### 目标
请将记录中从含有“Please put a point on the playground”的那一行起、直到记录末尾（首尾两行都算在内）的各行转写为 Markdown 表格，空行略去。表格分两列，列名为“序号”和“行内容”。

### 所给记录

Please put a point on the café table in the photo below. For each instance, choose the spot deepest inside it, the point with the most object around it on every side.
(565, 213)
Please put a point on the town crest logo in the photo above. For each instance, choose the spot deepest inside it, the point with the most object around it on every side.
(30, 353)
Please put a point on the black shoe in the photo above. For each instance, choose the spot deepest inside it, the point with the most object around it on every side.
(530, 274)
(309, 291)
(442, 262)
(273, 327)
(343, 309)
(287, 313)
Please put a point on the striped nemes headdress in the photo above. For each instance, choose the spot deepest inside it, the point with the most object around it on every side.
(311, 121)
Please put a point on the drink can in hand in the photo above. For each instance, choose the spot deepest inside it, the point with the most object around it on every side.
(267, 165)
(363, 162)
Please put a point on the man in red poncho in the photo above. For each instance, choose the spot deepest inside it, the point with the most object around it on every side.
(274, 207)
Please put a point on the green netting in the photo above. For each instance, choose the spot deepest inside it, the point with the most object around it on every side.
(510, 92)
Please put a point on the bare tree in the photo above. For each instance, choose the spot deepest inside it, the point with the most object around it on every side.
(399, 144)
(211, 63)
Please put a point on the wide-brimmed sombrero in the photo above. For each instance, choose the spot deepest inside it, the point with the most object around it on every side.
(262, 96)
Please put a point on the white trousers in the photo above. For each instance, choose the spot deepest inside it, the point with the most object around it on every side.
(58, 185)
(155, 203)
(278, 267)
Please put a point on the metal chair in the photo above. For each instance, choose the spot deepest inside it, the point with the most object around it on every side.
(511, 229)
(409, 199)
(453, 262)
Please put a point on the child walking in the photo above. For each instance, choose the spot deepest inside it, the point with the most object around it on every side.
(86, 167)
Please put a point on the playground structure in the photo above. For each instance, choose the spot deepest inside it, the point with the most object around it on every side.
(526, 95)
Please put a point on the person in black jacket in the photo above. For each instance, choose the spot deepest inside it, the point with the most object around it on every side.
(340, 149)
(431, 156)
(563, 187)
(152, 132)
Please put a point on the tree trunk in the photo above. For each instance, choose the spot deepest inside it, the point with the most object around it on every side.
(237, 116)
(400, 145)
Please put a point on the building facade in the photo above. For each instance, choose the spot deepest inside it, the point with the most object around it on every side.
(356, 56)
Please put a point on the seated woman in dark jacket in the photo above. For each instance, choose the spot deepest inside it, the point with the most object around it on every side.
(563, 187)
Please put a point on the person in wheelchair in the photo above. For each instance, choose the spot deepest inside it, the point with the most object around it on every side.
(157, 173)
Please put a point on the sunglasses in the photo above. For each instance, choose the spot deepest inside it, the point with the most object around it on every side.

### 正确答案
| 序号 | 行内容 |
|---|---|
| 1 | Please put a point on the playground structure in the photo above. For each instance, choose the spot deepest inside it, the point with the most object around it on every side. |
| 2 | (526, 95) |
| 3 | Please put a point on the person in black jacket in the photo above. For each instance, choose the spot deepest inside it, the point with the most object around it on every side. |
| 4 | (340, 149) |
| 5 | (431, 156) |
| 6 | (563, 187) |
| 7 | (152, 132) |
| 8 | Please put a point on the tree trunk in the photo above. For each instance, choose the spot deepest inside it, the point with the most object around it on every side. |
| 9 | (237, 116) |
| 10 | (400, 145) |
| 11 | Please put a point on the building facade in the photo above. For each instance, choose the spot deepest inside it, the point with the most object around it on every side. |
| 12 | (356, 56) |
| 13 | Please put a point on the seated woman in dark jacket in the photo above. For each instance, choose the spot deepest inside it, the point with the most object around it on every side. |
| 14 | (563, 187) |
| 15 | Please put a point on the person in wheelchair in the photo above. For each instance, choose the spot deepest inside it, the point with the most object around it on every side. |
| 16 | (157, 173) |
| 17 | Please put a point on the sunglasses in the photo above. For each instance, choose the spot deepest inside it, the point with the most object around it on every side. |